Work to do> Transcribe, exactly as they appear, only the lines from the one holding "Keypoint placement for each instance of the black flat" through the end of the entries below.
** START Provided information **
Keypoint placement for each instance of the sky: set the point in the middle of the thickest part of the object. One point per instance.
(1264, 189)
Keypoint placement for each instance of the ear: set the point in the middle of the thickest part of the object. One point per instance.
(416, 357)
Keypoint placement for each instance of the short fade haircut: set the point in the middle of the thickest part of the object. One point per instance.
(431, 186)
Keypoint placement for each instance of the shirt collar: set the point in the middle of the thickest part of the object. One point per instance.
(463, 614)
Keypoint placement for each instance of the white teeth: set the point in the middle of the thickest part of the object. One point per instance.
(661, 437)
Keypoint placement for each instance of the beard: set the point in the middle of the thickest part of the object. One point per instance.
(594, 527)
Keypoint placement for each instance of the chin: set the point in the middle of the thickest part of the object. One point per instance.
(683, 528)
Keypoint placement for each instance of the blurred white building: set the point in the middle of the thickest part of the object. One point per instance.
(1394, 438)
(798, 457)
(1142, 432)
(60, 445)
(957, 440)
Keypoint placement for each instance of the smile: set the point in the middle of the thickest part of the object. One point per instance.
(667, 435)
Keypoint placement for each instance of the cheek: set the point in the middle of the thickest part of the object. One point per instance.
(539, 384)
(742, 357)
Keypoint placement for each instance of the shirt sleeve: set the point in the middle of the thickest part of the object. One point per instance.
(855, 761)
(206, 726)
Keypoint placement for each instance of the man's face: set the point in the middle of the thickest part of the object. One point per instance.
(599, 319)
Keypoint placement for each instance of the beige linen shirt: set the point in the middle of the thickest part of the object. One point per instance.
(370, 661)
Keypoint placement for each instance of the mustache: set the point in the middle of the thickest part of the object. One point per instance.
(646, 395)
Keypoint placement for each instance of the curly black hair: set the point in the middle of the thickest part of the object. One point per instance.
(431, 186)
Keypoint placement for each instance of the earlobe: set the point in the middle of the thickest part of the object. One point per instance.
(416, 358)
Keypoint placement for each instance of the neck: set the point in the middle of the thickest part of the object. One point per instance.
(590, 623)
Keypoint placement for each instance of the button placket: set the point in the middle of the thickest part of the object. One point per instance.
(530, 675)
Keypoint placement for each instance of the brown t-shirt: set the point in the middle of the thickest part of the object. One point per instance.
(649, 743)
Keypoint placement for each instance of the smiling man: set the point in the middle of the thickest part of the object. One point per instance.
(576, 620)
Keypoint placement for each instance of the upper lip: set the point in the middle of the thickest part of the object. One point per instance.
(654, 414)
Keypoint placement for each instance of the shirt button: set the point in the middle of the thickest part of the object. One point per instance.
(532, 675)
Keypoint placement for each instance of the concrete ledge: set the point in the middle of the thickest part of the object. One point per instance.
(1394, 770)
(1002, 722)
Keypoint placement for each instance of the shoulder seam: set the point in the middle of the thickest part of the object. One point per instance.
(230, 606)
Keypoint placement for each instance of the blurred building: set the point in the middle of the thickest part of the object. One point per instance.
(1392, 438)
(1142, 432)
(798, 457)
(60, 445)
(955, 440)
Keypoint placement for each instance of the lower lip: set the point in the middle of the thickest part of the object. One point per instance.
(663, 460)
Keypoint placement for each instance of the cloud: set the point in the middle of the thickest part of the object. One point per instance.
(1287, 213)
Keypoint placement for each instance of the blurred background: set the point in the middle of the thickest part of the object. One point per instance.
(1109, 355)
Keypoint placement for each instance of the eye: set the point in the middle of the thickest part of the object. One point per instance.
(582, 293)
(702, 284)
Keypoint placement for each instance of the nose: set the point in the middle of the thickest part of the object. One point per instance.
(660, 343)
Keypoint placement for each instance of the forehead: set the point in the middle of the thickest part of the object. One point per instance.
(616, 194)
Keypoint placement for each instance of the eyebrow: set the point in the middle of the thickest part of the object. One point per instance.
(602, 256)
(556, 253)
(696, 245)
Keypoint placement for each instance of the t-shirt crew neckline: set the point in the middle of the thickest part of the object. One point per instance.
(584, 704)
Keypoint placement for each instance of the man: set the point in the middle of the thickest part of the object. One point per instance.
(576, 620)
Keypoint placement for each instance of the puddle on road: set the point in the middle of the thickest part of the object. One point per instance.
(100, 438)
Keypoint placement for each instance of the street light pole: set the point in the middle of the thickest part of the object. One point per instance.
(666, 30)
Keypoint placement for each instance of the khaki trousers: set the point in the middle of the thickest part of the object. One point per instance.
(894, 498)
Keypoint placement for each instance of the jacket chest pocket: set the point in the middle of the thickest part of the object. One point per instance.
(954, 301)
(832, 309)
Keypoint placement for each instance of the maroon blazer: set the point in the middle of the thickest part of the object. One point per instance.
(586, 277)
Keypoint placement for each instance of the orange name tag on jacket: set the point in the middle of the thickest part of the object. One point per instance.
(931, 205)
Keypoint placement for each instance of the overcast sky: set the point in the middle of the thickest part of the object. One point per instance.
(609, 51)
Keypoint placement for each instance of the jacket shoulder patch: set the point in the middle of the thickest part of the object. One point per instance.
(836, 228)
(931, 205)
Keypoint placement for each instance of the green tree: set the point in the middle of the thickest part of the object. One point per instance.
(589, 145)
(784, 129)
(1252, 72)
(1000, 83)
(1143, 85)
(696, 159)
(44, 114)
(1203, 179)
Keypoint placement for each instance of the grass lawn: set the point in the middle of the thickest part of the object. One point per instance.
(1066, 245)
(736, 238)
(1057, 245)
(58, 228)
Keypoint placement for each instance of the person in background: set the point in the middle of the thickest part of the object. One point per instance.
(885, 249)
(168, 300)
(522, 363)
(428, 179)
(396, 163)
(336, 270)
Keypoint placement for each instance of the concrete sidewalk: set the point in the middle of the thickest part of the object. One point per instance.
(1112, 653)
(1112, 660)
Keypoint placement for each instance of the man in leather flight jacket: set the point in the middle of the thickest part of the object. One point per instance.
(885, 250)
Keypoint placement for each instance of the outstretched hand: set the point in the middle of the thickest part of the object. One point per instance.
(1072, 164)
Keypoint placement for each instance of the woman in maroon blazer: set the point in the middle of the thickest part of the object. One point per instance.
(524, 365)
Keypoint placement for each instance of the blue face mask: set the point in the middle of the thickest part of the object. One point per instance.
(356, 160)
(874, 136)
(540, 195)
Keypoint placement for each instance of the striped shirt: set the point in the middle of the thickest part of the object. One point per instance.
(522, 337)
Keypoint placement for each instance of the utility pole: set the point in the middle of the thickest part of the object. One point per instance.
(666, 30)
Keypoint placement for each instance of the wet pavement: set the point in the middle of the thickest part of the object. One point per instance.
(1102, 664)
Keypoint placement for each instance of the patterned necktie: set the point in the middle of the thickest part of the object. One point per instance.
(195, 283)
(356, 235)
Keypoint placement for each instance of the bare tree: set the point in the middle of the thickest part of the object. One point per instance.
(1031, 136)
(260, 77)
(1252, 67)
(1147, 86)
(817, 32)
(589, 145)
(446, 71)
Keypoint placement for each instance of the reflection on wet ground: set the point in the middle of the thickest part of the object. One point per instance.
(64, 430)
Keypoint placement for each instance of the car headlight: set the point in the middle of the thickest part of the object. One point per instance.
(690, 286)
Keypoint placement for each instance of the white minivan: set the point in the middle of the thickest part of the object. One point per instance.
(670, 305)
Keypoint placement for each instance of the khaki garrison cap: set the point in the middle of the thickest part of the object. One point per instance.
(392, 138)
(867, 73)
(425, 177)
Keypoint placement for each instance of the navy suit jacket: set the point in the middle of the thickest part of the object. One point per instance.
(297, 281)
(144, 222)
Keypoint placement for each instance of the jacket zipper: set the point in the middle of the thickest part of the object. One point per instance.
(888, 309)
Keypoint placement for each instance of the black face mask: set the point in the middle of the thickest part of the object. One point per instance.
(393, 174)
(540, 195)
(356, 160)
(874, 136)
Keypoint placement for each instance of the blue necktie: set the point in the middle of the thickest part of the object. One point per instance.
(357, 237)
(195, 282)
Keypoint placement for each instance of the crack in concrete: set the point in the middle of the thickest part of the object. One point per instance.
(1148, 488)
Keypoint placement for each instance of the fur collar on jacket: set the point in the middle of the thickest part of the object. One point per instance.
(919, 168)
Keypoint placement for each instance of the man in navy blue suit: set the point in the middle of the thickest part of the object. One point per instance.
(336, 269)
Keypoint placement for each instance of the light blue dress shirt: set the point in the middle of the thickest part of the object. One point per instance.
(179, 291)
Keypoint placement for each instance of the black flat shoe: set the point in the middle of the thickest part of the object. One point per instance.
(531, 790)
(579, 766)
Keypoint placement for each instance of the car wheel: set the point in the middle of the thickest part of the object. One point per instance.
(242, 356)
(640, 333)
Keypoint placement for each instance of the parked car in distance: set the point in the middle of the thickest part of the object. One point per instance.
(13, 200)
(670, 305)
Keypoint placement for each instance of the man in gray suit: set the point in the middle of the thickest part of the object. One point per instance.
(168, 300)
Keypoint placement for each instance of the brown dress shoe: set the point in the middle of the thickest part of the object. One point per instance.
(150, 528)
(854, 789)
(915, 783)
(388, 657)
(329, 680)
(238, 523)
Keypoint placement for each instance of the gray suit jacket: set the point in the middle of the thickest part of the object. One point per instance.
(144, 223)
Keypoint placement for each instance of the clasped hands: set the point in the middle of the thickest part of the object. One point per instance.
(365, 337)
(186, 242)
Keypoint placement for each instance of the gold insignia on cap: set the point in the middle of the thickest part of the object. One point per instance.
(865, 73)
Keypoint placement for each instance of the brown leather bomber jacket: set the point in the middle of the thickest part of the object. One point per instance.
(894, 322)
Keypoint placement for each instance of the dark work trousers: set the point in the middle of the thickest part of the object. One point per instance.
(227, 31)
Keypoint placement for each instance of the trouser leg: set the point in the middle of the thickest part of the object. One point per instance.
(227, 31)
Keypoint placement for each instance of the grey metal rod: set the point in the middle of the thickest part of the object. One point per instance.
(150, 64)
** END Provided information **
Output below>
Keypoint placement for each instance of the black flat shoe: set the point in the middle of the thickest part of the object. One point per instance.
(531, 790)
(579, 766)
Keypoint placement for each instance of the car wheel: set the point in the middle of the thickest part of the object. One point per instance.
(242, 356)
(640, 333)
Keypoint placement for each instance of the parked car in distance: set the point in the middle of the thickest part of the object. One point per instance.
(13, 200)
(670, 305)
Keypoint placement for each instance of the man in gray suit: set the point in the middle of the thickest part of the object. One point per instance.
(168, 300)
Keypoint placement for each instance of the brown dress shoe: set the point in the middle of the thickest part of the object. One point per instance.
(150, 528)
(854, 789)
(915, 783)
(388, 657)
(329, 680)
(238, 523)
Keypoint placement for each instance of the gray suit jacket: set the point in the middle of the thickest part of the object. One point per instance.
(144, 223)
Keypoint placement for each instance of the clasped hands: set the point in the middle of the thickest part of the object. One point per instance.
(365, 337)
(186, 242)
Keypoint placement for each instance of the gold insignia on cap: set the point in the middle of the thickest part of the object. One point per instance.
(865, 73)
Keypoint placement for each instance of the brown leather bomber jacket: set the point in the middle of the thickest part of the object. One point per instance.
(894, 322)
Keypoint placement for each instance of the dark work trousers: set the point in the middle of the thickest part of the object. One point per instance.
(227, 31)
Keypoint placement for each instance of the trouser leg: set the point in the middle of the thickest part of the object. One point per instance.
(227, 31)
Keypoint placement for each instance of the grey metal rod: set the point in the middle of the thickest part of the object. One point per instance.
(150, 64)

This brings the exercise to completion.